EXTRAIT DU DOCUMENT:
──────

Ecouis, le refuge normand des jeunes déportés de Buchenwald

David Perlmutter avait 8 ans quand il a été évacué de Buchenwald, en juin 1945. Il a pris le train dans un vrai wagon de voyageurs et a débarqué dans le centre de santé d’Ecouis, dans l’Eure. Jusque-là, l’enfant juif ne savait pas ce qu’était jouer, sauf à considérer comme tel ce cache-cache avec la mort qui fut son quotidien dès 1939 et l’invasion de la Pologne par Hitler. En France, « je suis redevenu un enfant », résume celui qui était devenu trop tôt et si brutalement un adulte.

En arrivant en Normandie, David Perlmutter avait déjà expérimenté le geste qui sauve et celui qui tue. Il avait mesuré ce qu’était la chance ou le destin. Il était âgé de 5 ans quand, le 14 octobre 1942, à la liquidation du ghetto de Piotrków (Pologne), il fut conduit du côté droit, du côté des miraculés, avec son père et deux cousins, alors qu’il tenait la main de sa tante ; le SS la trouvait si jolie qu’il ne prit pas garde, semble-t-il, au gamin qui traînait dans ses jupes. Sa mère, le reste de sa famille et 90 % de la file furent dirigés du côté gauche, vers le camp d’extermination de Treblinka.

──────

DONNÉES FOURNIES:

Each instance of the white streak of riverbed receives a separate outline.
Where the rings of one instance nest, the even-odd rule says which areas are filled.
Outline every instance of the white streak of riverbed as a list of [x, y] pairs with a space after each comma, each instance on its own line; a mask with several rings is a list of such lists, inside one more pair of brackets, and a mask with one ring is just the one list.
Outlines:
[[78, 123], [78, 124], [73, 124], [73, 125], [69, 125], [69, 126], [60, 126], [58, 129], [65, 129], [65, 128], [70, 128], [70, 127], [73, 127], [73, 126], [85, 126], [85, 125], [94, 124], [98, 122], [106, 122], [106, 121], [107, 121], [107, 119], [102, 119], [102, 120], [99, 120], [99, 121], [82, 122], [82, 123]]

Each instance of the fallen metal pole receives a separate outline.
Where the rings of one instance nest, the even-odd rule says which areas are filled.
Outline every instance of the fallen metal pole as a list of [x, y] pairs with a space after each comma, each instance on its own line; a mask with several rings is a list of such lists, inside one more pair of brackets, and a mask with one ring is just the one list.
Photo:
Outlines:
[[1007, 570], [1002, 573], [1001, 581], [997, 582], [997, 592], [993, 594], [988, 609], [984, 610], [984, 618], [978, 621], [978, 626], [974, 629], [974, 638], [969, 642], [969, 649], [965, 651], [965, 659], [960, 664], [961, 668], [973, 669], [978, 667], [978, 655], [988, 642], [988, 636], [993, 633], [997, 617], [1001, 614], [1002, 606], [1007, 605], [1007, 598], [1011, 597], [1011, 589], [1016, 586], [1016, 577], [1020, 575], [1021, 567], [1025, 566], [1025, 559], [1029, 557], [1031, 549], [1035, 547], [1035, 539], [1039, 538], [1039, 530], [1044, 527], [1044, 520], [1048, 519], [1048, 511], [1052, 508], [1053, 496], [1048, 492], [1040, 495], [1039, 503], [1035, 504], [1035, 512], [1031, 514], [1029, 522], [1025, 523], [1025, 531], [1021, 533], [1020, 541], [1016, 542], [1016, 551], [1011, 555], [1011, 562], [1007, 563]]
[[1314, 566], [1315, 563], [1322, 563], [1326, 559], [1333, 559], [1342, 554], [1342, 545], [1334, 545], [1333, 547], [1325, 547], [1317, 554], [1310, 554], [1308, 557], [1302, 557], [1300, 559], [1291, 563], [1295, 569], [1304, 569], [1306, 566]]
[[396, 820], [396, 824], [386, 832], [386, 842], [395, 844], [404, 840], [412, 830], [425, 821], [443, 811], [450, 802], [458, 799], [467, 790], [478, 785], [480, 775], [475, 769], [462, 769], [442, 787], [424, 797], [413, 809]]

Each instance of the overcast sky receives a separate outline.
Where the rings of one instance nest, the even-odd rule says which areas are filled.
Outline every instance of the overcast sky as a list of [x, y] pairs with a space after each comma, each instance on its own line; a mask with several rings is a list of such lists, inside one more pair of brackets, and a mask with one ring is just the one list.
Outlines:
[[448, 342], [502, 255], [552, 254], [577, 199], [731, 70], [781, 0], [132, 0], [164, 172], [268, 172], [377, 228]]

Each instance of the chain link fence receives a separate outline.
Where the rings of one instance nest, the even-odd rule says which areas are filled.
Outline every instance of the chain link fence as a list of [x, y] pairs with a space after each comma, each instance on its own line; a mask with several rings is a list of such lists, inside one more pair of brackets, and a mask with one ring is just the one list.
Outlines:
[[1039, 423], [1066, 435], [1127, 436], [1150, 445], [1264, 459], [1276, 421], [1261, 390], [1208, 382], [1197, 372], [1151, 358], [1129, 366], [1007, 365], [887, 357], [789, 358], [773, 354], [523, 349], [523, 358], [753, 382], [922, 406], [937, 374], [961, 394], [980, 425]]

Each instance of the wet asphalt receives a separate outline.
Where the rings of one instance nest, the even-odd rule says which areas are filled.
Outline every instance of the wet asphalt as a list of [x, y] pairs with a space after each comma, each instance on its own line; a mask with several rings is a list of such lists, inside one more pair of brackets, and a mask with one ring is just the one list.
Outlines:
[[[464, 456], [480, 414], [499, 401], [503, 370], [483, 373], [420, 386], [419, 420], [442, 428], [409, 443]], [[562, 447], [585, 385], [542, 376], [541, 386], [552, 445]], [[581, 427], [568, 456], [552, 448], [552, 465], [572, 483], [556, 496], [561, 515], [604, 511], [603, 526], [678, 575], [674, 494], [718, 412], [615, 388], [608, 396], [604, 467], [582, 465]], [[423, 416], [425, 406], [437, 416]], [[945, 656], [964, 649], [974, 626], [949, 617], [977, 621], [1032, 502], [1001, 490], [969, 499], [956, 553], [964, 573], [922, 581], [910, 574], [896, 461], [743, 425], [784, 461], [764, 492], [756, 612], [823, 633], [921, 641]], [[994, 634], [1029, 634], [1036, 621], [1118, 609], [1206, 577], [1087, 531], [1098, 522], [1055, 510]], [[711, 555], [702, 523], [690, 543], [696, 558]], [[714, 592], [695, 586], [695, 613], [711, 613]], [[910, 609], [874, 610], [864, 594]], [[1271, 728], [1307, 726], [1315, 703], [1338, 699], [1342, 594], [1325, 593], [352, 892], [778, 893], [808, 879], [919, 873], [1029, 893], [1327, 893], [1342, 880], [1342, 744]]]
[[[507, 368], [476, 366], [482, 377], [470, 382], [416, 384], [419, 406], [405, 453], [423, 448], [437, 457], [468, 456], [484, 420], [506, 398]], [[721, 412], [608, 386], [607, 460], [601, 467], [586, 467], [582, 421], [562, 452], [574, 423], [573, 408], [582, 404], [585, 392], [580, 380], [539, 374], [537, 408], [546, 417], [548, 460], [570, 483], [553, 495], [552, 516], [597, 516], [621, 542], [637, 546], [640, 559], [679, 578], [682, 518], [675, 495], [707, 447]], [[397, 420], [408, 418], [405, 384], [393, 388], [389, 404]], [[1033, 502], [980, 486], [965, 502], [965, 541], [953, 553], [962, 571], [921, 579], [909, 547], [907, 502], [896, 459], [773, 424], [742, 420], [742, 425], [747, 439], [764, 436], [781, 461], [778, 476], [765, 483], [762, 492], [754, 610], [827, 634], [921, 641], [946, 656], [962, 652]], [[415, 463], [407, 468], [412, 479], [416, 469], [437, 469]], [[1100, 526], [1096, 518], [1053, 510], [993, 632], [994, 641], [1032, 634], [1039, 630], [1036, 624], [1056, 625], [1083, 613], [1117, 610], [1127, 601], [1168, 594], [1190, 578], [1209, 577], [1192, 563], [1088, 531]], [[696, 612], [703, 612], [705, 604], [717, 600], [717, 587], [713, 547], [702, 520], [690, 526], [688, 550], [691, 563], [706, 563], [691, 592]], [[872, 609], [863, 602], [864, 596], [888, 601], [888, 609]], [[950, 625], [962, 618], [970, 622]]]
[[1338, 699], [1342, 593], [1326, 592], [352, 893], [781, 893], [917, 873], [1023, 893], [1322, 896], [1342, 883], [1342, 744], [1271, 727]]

──────

CONSIGNES DE L'EXERCICE:
**a)** D'après l'extrait sur Ecouis, répondez aux questions suivantes :
(i) Quel âge avait David Perlmutter lorsqu'il a été évacué de Buchenwald ?
(ii) Dans quel département se trouve le centre de santé d'Ecouis ?
(iii) Vers quel camp d'extermination furent dirigés sa mère et 90 % de la file ?
**b)** Recopiez l'extrait sur Ecouis depuis « En arrivant en » jusqu'à « d’extermination de Treblinka. ».

RÉPONSES AUX CONSIGNES:
**a)**
(i) 8 ans
(ii) L'Eure
(iii) Treblinka

**b)**
En arrivant en Normandie, David Perlmutter avait déjà expérimenté le geste qui sauve et celui qui tue. Il avait mesuré ce qu’était la chance ou le destin. Il était âgé de 5 ans quand, le 14 octobre 1942, à la liquidation du ghetto de Piotrków (Pologne), il fut conduit du côté droit, du côté des miraculés, avec son père et deux cousins, alors qu’il tenait la main de sa tante ; le SS la trouvait si jolie qu’il ne prit pas garde, semble-t-il, au gamin qui traînait dans ses jupes. Sa mère, le reste de sa famille et 90 % de la file furent dirigés du côté gauche, vers le camp d’extermination de Treblinka.